Extracted information ->
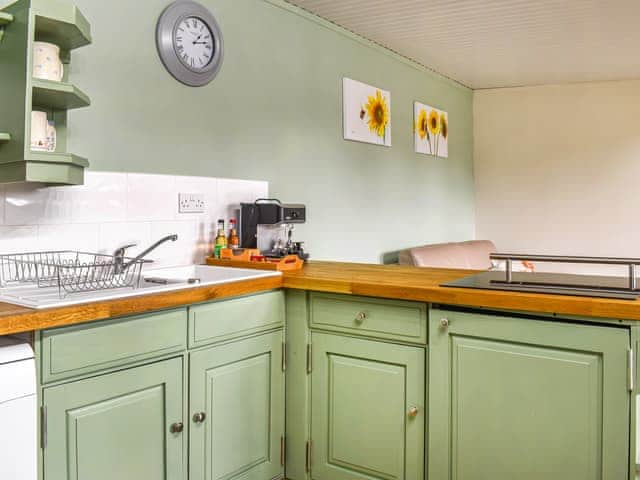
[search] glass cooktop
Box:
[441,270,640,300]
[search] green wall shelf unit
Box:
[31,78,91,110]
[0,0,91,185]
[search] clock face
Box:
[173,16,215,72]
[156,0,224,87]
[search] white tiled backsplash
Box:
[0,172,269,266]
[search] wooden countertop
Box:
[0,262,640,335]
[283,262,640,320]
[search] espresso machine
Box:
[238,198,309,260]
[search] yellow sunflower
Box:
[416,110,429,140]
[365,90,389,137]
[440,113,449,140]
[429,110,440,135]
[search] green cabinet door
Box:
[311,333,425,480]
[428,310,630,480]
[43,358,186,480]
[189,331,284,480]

...

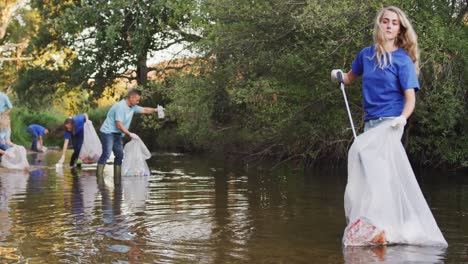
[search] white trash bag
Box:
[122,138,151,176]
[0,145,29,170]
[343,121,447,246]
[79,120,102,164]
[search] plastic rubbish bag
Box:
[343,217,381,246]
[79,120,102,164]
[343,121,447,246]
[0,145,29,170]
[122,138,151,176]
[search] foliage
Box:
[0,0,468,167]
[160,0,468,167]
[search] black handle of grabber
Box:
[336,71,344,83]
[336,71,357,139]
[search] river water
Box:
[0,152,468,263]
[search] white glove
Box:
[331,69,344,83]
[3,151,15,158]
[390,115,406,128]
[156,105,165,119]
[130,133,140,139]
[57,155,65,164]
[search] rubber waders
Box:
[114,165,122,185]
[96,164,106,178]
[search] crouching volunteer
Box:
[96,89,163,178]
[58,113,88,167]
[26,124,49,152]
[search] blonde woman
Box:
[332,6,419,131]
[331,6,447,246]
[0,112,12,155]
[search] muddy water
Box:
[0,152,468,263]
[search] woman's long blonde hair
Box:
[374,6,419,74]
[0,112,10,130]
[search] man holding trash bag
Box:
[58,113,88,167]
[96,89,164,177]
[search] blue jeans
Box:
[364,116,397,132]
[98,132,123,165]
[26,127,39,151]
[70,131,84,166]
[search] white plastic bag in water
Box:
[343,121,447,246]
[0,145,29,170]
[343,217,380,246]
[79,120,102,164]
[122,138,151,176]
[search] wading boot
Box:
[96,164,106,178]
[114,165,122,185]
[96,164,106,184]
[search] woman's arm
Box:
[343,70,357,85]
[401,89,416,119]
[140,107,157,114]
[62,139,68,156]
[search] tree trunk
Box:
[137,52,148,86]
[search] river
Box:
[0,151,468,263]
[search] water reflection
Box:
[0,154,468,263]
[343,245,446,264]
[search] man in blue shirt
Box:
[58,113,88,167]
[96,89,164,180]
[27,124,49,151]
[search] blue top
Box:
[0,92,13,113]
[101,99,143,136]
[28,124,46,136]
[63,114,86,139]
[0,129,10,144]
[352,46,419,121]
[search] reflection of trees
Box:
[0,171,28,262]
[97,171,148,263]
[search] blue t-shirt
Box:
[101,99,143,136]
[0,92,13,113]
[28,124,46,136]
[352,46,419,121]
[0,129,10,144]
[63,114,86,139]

Exercise prompt -> Reproduce only the lines from the one containing "[search] white trash bag" up to and including the one containing "[96,164,106,184]", and increase every bounding-box coordinate in them by 65 while leaving the search lines unchanged.

Task output ->
[search] white trash bag
Box:
[187,203,216,241]
[65,210,94,235]
[408,186,512,311]
[144,185,167,229]
[search] plastic rubbish bag
Box:
[408,282,446,311]
[144,185,167,229]
[408,186,512,311]
[65,210,94,235]
[187,203,216,241]
[search] foliage
Box:
[65,65,533,232]
[225,65,533,232]
[search] black handle of grabber
Box:
[401,136,409,148]
[401,136,422,204]
[search] river water
Box:
[65,217,533,328]
[search] white glove
Box:
[396,134,409,148]
[68,216,80,223]
[455,180,471,193]
[221,170,230,184]
[195,198,205,204]
[122,220,130,229]
[search] rubber waders
Box:
[179,230,187,250]
[161,229,171,243]
[search] crouching volunteer
Box:
[161,154,228,243]
[123,178,153,232]
[91,189,114,217]
[search] blonde woman
Box:
[397,71,484,196]
[396,71,512,311]
[65,177,77,220]
[search] muddy water
Box:
[65,217,533,328]
[search] woman's long blonde hair
Box:
[439,71,484,139]
[65,177,75,195]
[search] man holding trash bag
Box:
[123,178,153,232]
[161,154,229,242]
[search] blue jeans
Box:
[429,181,462,197]
[163,197,188,230]
[91,192,104,216]
[135,196,149,231]
[search] white plastic bag in water
Box:
[408,186,512,311]
[65,210,94,235]
[408,282,445,311]
[144,185,167,229]
[187,203,216,241]
[search] wading boot
Box:
[161,229,171,243]
[179,230,187,250]
[161,229,171,249]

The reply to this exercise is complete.